Entries for labeling bounding boxes

------------------------------------------------------------

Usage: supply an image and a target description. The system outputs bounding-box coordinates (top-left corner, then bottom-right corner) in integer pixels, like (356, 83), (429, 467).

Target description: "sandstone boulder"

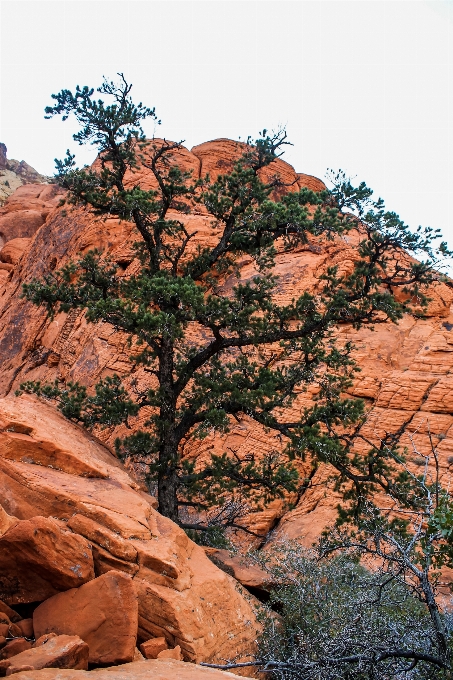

(140, 637), (168, 659)
(0, 238), (31, 264)
(0, 635), (88, 677)
(4, 659), (244, 680)
(157, 645), (183, 661)
(0, 517), (94, 604)
(0, 636), (32, 660)
(0, 395), (259, 661)
(33, 571), (138, 665)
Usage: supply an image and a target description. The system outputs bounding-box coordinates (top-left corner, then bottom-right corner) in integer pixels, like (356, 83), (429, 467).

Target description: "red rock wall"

(0, 139), (453, 536)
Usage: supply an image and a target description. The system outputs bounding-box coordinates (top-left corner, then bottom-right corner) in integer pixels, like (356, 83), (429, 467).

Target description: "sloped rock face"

(0, 139), (453, 548)
(0, 396), (257, 662)
(4, 659), (244, 680)
(0, 147), (48, 211)
(0, 635), (88, 675)
(33, 571), (138, 665)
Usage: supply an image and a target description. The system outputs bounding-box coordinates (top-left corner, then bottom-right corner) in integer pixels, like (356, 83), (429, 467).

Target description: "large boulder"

(0, 139), (453, 556)
(0, 659), (244, 680)
(0, 517), (94, 605)
(0, 635), (88, 677)
(0, 395), (259, 662)
(33, 571), (138, 666)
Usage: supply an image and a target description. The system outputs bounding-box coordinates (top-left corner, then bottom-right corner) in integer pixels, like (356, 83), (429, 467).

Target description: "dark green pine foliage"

(22, 74), (447, 528)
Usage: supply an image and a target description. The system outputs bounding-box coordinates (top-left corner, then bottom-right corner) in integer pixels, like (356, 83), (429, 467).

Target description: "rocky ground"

(0, 142), (48, 212)
(0, 140), (453, 680)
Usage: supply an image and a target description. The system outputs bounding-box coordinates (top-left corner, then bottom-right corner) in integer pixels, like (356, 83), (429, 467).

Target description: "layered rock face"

(0, 139), (453, 542)
(0, 147), (48, 211)
(0, 396), (258, 675)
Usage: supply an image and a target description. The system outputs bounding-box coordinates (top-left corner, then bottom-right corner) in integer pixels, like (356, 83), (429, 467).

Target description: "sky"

(0, 0), (453, 252)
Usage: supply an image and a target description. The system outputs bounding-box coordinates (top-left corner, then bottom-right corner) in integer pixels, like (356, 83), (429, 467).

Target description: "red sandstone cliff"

(0, 139), (453, 541)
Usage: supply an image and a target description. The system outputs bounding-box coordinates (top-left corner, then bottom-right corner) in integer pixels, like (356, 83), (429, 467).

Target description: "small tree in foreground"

(203, 440), (453, 680)
(22, 75), (447, 529)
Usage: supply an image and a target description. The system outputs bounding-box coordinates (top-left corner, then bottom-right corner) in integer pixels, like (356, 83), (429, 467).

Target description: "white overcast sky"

(0, 0), (453, 246)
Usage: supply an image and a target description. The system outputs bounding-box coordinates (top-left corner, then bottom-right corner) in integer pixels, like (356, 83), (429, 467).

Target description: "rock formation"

(0, 139), (453, 541)
(0, 142), (48, 205)
(0, 139), (453, 680)
(0, 396), (257, 665)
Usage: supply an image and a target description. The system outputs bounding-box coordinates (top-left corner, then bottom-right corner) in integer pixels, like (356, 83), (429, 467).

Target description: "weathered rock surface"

(0, 238), (31, 265)
(0, 395), (258, 661)
(0, 147), (48, 211)
(140, 638), (168, 659)
(0, 635), (88, 676)
(3, 659), (242, 680)
(0, 184), (64, 248)
(33, 571), (138, 665)
(0, 517), (94, 605)
(0, 139), (453, 556)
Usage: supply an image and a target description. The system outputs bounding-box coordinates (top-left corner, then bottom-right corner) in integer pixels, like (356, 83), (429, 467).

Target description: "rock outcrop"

(3, 659), (242, 680)
(0, 147), (48, 211)
(0, 395), (258, 664)
(0, 635), (88, 676)
(0, 139), (453, 556)
(33, 571), (138, 666)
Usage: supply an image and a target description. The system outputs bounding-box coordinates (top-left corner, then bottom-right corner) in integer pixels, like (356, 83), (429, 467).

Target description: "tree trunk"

(157, 338), (179, 523)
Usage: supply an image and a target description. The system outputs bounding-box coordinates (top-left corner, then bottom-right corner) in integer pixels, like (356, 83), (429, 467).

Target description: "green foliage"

(252, 543), (449, 680)
(22, 74), (447, 529)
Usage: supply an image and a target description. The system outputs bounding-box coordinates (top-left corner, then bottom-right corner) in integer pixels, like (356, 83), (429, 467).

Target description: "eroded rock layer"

(0, 395), (258, 664)
(0, 139), (453, 544)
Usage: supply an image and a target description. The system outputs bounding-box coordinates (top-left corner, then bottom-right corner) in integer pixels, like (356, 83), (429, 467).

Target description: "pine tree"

(21, 74), (448, 529)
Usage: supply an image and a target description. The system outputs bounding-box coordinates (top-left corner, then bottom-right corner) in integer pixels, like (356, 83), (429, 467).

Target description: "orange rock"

(0, 238), (31, 265)
(33, 633), (57, 647)
(140, 637), (168, 659)
(297, 173), (327, 191)
(0, 396), (259, 661)
(0, 600), (21, 623)
(0, 506), (18, 540)
(0, 517), (94, 604)
(17, 619), (34, 638)
(157, 645), (183, 661)
(0, 659), (247, 680)
(33, 571), (138, 665)
(0, 638), (31, 668)
(0, 635), (88, 675)
(204, 548), (270, 592)
(0, 210), (45, 243)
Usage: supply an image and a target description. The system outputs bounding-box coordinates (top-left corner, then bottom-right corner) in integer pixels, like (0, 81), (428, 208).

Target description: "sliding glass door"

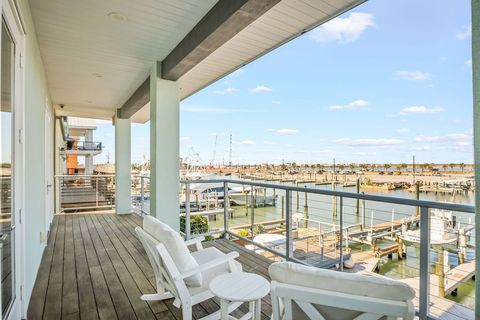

(0, 19), (16, 319)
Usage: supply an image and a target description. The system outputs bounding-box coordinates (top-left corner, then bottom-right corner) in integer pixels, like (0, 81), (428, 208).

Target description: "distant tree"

(420, 163), (430, 172)
(448, 163), (455, 171)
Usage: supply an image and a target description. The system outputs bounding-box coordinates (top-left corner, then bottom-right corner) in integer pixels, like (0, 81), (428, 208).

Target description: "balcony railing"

(67, 140), (102, 151)
(55, 175), (115, 213)
(168, 178), (475, 319)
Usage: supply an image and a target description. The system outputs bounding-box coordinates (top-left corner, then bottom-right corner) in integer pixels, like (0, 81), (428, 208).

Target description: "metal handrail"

(180, 179), (475, 213)
(67, 140), (102, 151)
(180, 179), (475, 319)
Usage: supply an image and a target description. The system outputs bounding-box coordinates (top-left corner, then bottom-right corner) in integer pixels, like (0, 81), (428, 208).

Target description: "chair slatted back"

(135, 227), (179, 297)
(271, 281), (415, 320)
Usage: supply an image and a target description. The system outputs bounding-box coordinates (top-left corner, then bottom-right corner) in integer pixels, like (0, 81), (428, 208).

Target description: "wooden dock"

(444, 262), (475, 295)
(400, 275), (475, 319)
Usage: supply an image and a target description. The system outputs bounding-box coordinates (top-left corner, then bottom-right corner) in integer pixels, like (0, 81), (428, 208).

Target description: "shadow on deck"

(28, 214), (271, 319)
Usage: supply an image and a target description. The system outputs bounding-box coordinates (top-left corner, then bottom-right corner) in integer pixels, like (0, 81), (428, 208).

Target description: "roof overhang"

(30, 0), (366, 122)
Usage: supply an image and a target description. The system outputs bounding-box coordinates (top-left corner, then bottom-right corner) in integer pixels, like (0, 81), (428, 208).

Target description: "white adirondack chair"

(135, 217), (242, 320)
(269, 262), (415, 320)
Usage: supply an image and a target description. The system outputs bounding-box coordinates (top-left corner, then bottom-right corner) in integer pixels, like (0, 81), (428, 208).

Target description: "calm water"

(218, 179), (475, 307)
(135, 177), (475, 307)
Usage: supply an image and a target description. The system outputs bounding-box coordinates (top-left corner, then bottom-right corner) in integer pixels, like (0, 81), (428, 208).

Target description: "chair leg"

(182, 305), (193, 320)
(141, 292), (173, 301)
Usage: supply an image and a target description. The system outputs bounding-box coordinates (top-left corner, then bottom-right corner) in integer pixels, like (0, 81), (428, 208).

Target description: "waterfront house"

(0, 0), (480, 319)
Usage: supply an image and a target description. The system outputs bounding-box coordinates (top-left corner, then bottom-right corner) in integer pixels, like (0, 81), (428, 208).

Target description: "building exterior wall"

(17, 0), (54, 308)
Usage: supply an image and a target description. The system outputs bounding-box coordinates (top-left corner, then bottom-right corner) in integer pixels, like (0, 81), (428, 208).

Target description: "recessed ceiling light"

(107, 12), (127, 22)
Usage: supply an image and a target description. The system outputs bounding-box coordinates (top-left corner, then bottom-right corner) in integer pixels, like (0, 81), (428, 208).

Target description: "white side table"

(210, 272), (270, 320)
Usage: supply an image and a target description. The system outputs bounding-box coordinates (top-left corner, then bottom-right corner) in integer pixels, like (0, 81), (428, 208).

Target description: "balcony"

(65, 140), (102, 155)
(47, 177), (475, 319)
(28, 214), (272, 319)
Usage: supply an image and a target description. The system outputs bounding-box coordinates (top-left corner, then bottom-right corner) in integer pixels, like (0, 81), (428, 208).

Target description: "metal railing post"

(185, 182), (191, 240)
(419, 207), (430, 319)
(140, 177), (145, 217)
(96, 177), (100, 207)
(223, 181), (230, 239)
(285, 189), (293, 260)
(340, 197), (343, 271)
(250, 184), (256, 240)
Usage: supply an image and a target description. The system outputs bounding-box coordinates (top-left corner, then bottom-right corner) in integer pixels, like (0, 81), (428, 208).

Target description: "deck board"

(27, 214), (272, 320)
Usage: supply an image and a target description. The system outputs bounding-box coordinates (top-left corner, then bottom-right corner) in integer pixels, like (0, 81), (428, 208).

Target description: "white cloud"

(410, 146), (432, 151)
(228, 68), (243, 78)
(314, 148), (333, 153)
(180, 105), (264, 114)
(213, 87), (238, 94)
(400, 106), (443, 116)
(397, 70), (432, 81)
(413, 132), (473, 144)
(310, 12), (375, 43)
(352, 151), (377, 156)
(276, 129), (298, 135)
(455, 23), (472, 40)
(328, 99), (370, 110)
(336, 138), (403, 147)
(250, 85), (272, 92)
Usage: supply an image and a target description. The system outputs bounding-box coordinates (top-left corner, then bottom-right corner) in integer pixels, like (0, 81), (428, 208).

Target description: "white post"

(471, 0), (480, 319)
(150, 62), (180, 230)
(85, 130), (93, 175)
(115, 118), (132, 214)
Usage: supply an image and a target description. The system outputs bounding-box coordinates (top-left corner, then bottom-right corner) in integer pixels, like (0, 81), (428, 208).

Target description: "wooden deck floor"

(28, 214), (271, 319)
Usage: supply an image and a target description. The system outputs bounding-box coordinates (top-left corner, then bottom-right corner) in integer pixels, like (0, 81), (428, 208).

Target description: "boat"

(228, 187), (276, 207)
(400, 209), (459, 251)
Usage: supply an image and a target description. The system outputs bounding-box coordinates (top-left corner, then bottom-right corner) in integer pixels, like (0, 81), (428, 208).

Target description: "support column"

(115, 118), (132, 214)
(150, 62), (180, 230)
(472, 0), (480, 319)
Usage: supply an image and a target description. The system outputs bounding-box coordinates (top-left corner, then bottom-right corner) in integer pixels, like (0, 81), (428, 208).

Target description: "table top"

(253, 233), (287, 245)
(210, 272), (270, 302)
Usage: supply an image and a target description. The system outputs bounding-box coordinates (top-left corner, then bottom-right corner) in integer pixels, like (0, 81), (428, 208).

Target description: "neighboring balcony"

(65, 140), (102, 156)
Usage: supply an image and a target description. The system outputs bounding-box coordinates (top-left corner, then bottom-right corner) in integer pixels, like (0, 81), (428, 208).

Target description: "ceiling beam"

(117, 0), (281, 119)
(117, 76), (150, 119)
(162, 0), (280, 81)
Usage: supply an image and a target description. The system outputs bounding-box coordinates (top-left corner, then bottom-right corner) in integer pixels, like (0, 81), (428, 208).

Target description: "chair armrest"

(173, 251), (238, 280)
(185, 236), (205, 250)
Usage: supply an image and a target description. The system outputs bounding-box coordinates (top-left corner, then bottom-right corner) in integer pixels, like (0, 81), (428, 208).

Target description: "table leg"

(254, 299), (262, 320)
(220, 299), (229, 320)
(248, 301), (255, 319)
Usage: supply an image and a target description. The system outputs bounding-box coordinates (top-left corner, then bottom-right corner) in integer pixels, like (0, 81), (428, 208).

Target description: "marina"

(125, 172), (475, 312)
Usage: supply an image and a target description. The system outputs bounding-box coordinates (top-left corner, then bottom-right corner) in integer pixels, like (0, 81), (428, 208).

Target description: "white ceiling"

(30, 0), (217, 118)
(30, 0), (365, 122)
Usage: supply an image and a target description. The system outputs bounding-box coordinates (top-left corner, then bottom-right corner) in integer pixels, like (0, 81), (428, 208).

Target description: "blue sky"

(91, 0), (473, 164)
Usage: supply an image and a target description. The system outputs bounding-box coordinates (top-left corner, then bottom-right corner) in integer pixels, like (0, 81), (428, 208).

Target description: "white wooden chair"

(135, 217), (242, 320)
(269, 262), (415, 320)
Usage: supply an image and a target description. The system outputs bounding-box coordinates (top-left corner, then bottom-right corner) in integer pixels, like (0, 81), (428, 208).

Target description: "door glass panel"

(0, 21), (15, 319)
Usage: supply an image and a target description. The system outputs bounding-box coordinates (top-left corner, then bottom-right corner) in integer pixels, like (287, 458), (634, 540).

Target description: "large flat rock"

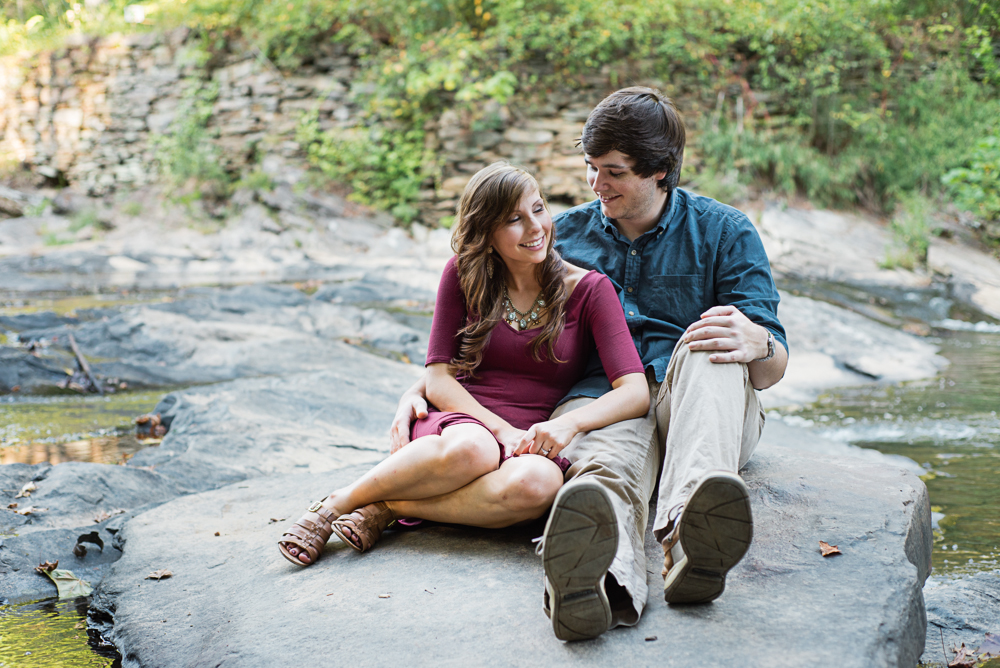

(93, 445), (931, 668)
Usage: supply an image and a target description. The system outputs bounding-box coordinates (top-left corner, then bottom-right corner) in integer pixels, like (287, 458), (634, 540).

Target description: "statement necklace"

(503, 283), (545, 329)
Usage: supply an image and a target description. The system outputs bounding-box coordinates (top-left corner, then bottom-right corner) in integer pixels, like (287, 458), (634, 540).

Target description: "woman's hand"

(496, 425), (525, 457)
(514, 415), (580, 459)
(389, 392), (427, 454)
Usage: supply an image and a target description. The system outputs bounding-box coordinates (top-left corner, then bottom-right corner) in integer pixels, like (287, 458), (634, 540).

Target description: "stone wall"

(0, 28), (607, 224)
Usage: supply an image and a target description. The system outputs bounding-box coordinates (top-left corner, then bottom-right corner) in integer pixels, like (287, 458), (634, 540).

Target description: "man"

(392, 87), (788, 640)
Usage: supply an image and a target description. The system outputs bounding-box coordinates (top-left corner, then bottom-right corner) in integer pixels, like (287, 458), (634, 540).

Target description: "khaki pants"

(553, 344), (764, 625)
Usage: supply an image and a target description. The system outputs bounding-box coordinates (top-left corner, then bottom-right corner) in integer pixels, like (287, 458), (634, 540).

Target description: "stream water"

(0, 286), (1000, 668)
(784, 326), (1000, 577)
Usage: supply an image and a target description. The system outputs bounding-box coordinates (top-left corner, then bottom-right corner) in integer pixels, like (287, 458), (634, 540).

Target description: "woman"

(279, 162), (649, 566)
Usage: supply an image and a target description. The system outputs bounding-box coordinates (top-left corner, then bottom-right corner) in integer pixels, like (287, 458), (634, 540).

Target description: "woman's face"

(493, 189), (552, 271)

------------------------------------------------------------

| Problem to work on |
Count the lines of the listing that contain the string "glass", treating case as significant, and give only the number.

| Response to the task |
2